[Stored data entries]
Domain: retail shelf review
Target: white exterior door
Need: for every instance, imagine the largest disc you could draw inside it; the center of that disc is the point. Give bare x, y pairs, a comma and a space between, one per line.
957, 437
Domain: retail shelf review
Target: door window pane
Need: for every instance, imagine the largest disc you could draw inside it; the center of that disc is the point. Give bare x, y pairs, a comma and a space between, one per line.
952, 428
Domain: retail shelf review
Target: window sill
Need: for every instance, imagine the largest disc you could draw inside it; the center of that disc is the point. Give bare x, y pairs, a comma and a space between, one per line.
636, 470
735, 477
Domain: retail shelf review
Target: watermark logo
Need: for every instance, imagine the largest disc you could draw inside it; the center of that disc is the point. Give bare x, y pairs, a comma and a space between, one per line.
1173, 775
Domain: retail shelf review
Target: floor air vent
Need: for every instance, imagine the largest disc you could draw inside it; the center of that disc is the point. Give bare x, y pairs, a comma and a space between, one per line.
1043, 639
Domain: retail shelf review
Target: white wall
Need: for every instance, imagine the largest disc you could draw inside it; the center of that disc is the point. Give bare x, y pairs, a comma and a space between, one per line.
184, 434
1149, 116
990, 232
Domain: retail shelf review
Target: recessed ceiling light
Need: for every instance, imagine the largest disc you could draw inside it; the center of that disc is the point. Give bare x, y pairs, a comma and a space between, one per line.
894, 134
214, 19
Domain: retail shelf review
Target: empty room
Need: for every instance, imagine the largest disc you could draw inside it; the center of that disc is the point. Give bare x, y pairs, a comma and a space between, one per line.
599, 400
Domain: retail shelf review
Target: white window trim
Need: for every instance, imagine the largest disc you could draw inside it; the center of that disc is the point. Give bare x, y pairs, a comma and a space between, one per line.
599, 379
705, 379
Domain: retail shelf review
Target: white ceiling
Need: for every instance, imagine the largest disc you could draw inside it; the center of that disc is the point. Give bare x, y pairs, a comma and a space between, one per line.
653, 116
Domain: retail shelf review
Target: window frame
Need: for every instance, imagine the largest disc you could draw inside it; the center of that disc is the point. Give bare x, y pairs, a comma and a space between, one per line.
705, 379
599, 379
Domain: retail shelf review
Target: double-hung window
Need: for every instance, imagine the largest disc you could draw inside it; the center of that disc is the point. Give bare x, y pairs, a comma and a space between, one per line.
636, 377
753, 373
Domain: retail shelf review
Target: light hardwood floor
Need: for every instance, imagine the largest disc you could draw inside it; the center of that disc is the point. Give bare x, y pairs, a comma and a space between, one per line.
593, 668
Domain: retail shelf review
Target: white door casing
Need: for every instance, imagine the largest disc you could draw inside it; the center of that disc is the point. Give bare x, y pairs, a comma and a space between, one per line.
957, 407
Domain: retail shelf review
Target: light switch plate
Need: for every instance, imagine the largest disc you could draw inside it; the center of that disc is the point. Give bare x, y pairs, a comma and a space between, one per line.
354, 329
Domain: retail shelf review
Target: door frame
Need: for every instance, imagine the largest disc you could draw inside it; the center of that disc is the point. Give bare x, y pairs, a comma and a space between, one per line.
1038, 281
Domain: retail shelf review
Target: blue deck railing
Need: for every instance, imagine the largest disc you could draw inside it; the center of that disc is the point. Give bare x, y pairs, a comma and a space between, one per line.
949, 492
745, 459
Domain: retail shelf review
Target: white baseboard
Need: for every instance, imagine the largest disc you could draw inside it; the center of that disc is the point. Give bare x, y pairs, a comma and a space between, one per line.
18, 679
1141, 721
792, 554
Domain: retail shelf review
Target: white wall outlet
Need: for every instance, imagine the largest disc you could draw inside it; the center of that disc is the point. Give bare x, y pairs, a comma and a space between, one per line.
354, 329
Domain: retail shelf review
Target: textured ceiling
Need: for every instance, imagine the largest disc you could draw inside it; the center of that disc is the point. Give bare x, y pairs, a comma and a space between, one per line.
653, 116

▶ _ACTIVITY_:
Without changing anything, repeat every record above.

▶ _RESPONSE BELOW_:
Domain: retail shelf review
Target: white exterior door
Need: for every instance, imagine the largest disc you could draw inside it; the center of that disc is the point. Give bare x, y pairs, a comma and a space between, one per line.
957, 437
Domain: retail shelf review
Target: door window pane
Need: for every instance, imagine the largest disc you could draw inside it; the center of that disc is the point. Give bare x, y pairs, a comma and a space between, one per line.
952, 428
Domain: retail shelf review
Target: window sill
Need: for every instance, imagine the largest disc you could draw inside it; the center of that disc is the point. Give bare x, y pairs, a comma and a space between, one per line.
636, 470
735, 477
Domain: retail shelf review
Target: watermark logo
Need: for every instance, imagine the largest disc you could draw inside it; the center of that disc is the point. Give bare x, y pairs, a comma and a space between, one per line.
1173, 775
Domain: retail shelf review
Target: floor air vent
Need: for every instance, imagine the largest disc you could draw inside it; the center of that disc is the point. Give bare x, y pairs, a comma and a space between, one per line.
1043, 639
Domain: retail shelf review
Target: white wall
Need: for every instance, imagine the largest disc you could draw inside it; the center of that disc is the point. Give bare x, y pairs, a comma and a space between, one per line.
184, 434
1149, 116
990, 232
Domain: retail shelf review
Target: recessed ceiling light
Need: for every instance, imagine the largest disc you could draw inside it; the center of that disc is the point. Give bare x, y pairs, a comma and a space between, one per line.
894, 134
214, 19
Domain: retail shelf review
Target: empty room
Need: for every instance, imagine the largest disc you could draw inside it; the center of that disc is the point. Give bare x, y pairs, a comma and a space between, one per line.
599, 400
Domain: retail shelf review
Target: white window trim
Need: for every instance, imagine the largest disc you could draw inside it; the center of that disc is the point. Give bare x, y pairs, a comma and a space between, one per line.
599, 379
705, 379
Domain: retail shelf review
Target: white ceiling
Need: for every instance, imagine the largest disc you could draw inside it; the center of that disc is the point. Give bare x, y pairs, a comma and a space between, one per line.
653, 116
Domain: retail shelf review
Target: window frame
Need: for every instance, imagine the largest disc you could draw inside it; the center of that disc is the point. Give bare x, y pairs, a comma and a space between, one per line.
705, 379
599, 379
Domain: retail shelf review
Target: double-hung window
Need: for every instance, imagine the largest disc you could draw inside it; the center of that disc is the point. Give bare x, y pairs, a comma and a space between, one per line.
636, 377
753, 373
Domain: retail shelf review
Target: light hardwood floor
Need: for every instance, imagine the largest disc you could draw inside it; the center of that disc is the point. Give bare x, y pairs, a comma and a space between, one per line.
593, 668
Domain: retail shelf review
Target: white door casing
Need: for every instance, imagine the largest disc you could draw inside it; the center of that disc is the point. Give bare x, y pairs, a comma and a space between, one per line.
957, 407
Domain: retail shelf review
Target: light switch plate
Need: for every instance, imagine the largest disc you could draw inside it; the center of that disc is the point. Give bare x, y pairs, a comma and a space between, one per line.
354, 329
Domain: retail shelf review
Target: door frame
Need: for every instance, imagine the largest disc you could draw inside it; the center of that disc is the point. Give bare x, y pairs, a comma and a space between, one per line.
1038, 281
Domain: retail shelf review
Target: blue deck railing
Need: for every instance, imagine the largest disc you could draw inside it; the center of that disc is the point. Give bare x, y pairs, a comma and a space between, one per line.
949, 492
745, 459
Domain: retail shelf review
Target: white baseboard
Need: for every instance, imagine the largest disc you could draw inside it; the center of that disc is the point. Give bare x, y pairs, a comma and a space between, one per line.
18, 679
1141, 721
792, 554
Domain: retail shelf review
Target: white wall outlet
Need: for every instance, imagine the largest disc you could draw inside it; the center of that disc is the point. Give bare x, y pairs, a comma and a space between, one per line.
354, 329
Domain: retail shelf review
Target: textured ceiling
Need: for every instance, imagine the largest disc you could draw inside it; the center of that disc is the point. Give bare x, y pairs, a comma and a space between, one per line.
653, 116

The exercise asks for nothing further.